◆ DOKUMENTTEXT ◆
+-------+
Fische schauen dich an

Von Korallen, Quallen, vegetarischen Haien und klammernden Vätern: „Findet Nemo“, die neue Produktion aus dem Pixar-Studio, setzt Maßstäbe. Die Poesie des Zeichentricks ist allgegenwärtig

So viele Effekte, nur um bisher unerreichte Schönheit erstrahlen zu lassen

von MARTIN ZEYN

Am Anfang scheint alles klar zu sein. Nemos Eltern, zwei putzige Clownfische, haben eine lauschige Anemone in einem entzückenden Korallenriff gefunden und warten darauf, dass ihre Brut schlüpft. Wenige Minuten später sind die Mutter und alle 400 Geschwister tot, von einem Barrakuda gefressen. Während er das einzig verbliebene Ei in seinen Flossen hält, schwört der Vater, Nemo, seinem Sohn in spe, dürfe nie etwas zustoßen.
+-------+
◆ DATENAUSZÜGE ◆
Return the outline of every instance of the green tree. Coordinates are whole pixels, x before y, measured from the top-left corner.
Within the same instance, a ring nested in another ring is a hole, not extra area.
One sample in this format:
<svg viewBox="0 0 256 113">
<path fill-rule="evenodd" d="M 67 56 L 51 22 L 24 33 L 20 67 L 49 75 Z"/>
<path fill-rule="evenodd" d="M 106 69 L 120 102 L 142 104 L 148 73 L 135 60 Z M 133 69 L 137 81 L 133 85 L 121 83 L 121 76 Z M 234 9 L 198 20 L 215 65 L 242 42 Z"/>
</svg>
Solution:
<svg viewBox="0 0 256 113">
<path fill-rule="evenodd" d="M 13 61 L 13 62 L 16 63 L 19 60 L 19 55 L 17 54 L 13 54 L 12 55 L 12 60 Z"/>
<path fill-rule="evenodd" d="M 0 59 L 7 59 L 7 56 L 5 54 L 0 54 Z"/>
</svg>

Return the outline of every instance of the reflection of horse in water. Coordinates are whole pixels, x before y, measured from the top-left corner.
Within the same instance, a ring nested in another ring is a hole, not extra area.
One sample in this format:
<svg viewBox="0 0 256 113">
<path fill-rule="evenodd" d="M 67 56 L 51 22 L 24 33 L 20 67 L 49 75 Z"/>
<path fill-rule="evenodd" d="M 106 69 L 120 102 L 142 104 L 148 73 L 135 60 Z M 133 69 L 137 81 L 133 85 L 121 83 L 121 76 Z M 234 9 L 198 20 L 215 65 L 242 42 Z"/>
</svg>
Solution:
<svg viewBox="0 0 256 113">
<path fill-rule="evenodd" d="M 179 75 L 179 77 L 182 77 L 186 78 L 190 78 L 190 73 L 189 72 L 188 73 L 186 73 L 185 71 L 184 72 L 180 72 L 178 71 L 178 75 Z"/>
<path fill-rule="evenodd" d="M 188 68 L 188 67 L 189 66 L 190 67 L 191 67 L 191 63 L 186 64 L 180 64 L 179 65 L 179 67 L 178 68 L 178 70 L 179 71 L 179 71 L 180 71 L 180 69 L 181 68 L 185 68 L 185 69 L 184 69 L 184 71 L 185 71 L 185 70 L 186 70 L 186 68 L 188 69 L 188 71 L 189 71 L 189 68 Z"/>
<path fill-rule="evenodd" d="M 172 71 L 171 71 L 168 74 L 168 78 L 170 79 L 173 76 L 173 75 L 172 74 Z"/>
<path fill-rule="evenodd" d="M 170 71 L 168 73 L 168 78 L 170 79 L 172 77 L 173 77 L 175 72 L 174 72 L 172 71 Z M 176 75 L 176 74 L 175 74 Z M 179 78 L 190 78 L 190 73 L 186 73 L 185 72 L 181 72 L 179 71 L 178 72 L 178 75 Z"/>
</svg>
+-------+
◆ AUFGABEN ◆
**1.** Schreiben Sie aus dem Text über „Findet Nemo“ den Abschnitt wortgetreu ab, der mit den Worten „So viele Effekte, nur“ beginnt und mit „nie etwas zustoßen.“ endet.
**2.** Fassen Sie den Text über „Findet Nemo“ in zwei Sätzen zusammen.
**3.** Schreiben Sie den Text über „Findet Nemo“ von der Stelle an weiter, an der er aufhört.
Die Zeilen haben mit dem Text über „Findet Nemo“ nichts zu tun.

◆ LÖSUNGEN ◆
**1.**
So viele Effekte, nur um bisher unerreichte Schönheit erstrahlen zu lassen

von MARTIN ZEYN

Am Anfang scheint alles klar zu sein. Nemos Eltern, zwei putzige Clownfische, haben eine lauschige Anemone in einem entzückenden Korallenriff gefunden und warten darauf, dass ihre Brut schlüpft. Wenige Minuten später sind die Mutter und alle 400 Geschwister tot, von einem Barrakuda gefressen. Während er das einzig verbliebene Ei in seinen Flossen hält, schwört der Vater, Nemo, seinem Sohn in spe, dürfe nie etwas zustoßen.

**2.** „Findet Nemo“, die neue Produktion aus dem Pixar-Studio, setzt Maßstäbe, und die Poesie des Zeichentricks ist darin allgegenwärtig. Zu Beginn frisst ein Barrakuda Nemos Mutter und alle 400 Geschwister, worauf der Vater über dem einzigen verbliebenen Ei schwört, seinem Sohn dürfe nie etwas zustoßen.

**3.**
Frei nach dem Produzentenkalauer, man müsse mit einem Erdbeben beginnen und sich dann langsam steigern, geht dieser Film weiter. Am Ende jeder Erzählsequenz steht die Verzweiflung. Die Kinder im Publikum waren sehr leise, gelacht haben eher die Erwachsenen, wenn etwa Hitchcocks „Die Vögel“ und „Psycho“ zitiert wurden. Nemo fühlt sich von seinem klammernden Vater ungerecht behandelt. Er begibt sich willkürlich in Gefahr, wird eingefangen und in ein Aquarium bei einem Zahnarzt eingesperrt. Der kleine Nemo soll einem kleinen Mädchen geschenkt werden, das schon einen Fisch auf dem Gewissen hat. Er wird sterben, kein Witz kaschiert das. Dead Fish Swimming, das Aquarium als Todeszelle. Wie nebenbei, aber umso bemerkenswerter: In diesem Kinderfilm wird ein Kind als Killer dargestellt, das sich stolz mit dem nach oben schwimmenden Kadaver ablichten lässt. Menschen, also das Zielpublikum, sind eindeutig eine Bedrohung – und was noch mehr mit den Genrekonventionen bricht, es gibt keine Ausnahme, keinen hilfreichen Zweibeiner. Die Mörder sind nicht nur unter uns, die Mörder sind wir.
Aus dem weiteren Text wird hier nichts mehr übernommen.